*What the task requires*.
Pick out every line in the entries below that contains the string "cloud". Matching is case-sensitive.
##### Entries provided
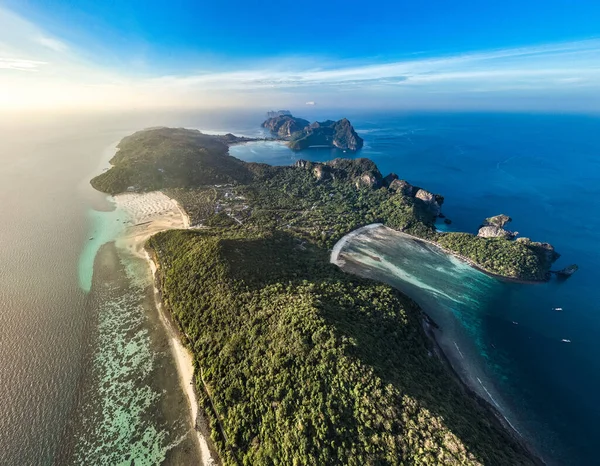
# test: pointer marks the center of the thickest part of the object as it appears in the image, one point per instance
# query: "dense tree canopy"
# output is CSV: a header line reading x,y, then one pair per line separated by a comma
x,y
300,363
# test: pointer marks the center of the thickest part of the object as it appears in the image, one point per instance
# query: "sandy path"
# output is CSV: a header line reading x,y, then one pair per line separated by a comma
x,y
148,214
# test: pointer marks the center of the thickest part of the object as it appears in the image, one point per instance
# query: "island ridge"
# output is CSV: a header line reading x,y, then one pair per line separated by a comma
x,y
297,362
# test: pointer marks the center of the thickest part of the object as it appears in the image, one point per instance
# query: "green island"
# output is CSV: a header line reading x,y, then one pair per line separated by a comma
x,y
297,362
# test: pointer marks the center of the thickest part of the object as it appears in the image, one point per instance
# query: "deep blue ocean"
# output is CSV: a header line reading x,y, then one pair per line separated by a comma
x,y
544,172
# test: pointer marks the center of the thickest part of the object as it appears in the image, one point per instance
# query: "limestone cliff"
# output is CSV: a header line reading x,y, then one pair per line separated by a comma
x,y
302,135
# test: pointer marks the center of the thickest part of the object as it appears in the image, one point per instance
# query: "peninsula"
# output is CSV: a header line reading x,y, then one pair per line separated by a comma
x,y
297,362
301,134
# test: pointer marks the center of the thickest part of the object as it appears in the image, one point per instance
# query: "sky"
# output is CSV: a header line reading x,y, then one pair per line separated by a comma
x,y
462,55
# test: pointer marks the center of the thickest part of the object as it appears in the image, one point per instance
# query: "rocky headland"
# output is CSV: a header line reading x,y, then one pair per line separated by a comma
x,y
301,134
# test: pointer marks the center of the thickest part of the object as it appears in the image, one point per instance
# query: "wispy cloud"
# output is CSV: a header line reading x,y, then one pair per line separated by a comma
x,y
574,60
52,43
19,64
63,78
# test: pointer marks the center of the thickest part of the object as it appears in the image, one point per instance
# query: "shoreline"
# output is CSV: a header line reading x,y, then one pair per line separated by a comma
x,y
151,213
430,327
336,250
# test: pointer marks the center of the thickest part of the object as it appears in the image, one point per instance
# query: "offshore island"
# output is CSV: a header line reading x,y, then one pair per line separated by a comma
x,y
295,361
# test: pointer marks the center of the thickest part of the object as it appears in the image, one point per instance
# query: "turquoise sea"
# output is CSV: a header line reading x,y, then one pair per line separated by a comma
x,y
543,171
85,370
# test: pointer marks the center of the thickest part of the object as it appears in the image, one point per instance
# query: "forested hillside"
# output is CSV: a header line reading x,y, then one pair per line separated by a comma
x,y
298,363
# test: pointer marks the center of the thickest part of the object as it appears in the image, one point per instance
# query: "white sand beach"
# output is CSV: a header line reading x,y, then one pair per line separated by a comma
x,y
148,214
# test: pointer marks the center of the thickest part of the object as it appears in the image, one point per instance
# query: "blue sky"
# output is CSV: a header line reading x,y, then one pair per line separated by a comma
x,y
525,55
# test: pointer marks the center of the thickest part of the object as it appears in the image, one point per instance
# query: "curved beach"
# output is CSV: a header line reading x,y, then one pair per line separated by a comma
x,y
353,254
151,213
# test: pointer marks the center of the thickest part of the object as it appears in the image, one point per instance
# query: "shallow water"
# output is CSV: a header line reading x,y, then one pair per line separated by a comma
x,y
543,171
86,375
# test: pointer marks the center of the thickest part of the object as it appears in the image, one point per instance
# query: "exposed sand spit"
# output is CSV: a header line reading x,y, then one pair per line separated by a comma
x,y
145,215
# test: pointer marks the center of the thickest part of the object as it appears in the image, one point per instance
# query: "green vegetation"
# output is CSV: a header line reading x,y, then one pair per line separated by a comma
x,y
317,202
298,363
170,158
498,255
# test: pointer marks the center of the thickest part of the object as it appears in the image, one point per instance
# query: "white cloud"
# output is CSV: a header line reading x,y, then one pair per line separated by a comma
x,y
20,65
52,43
63,79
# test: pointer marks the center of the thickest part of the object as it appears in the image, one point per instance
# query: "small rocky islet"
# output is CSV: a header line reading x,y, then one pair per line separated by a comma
x,y
270,321
301,134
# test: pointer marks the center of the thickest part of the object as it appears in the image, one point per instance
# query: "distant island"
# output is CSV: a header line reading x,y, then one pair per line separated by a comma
x,y
296,361
301,134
##########
*Answer to the task*.
# query: "wispy cloud"
# query: "white cloud"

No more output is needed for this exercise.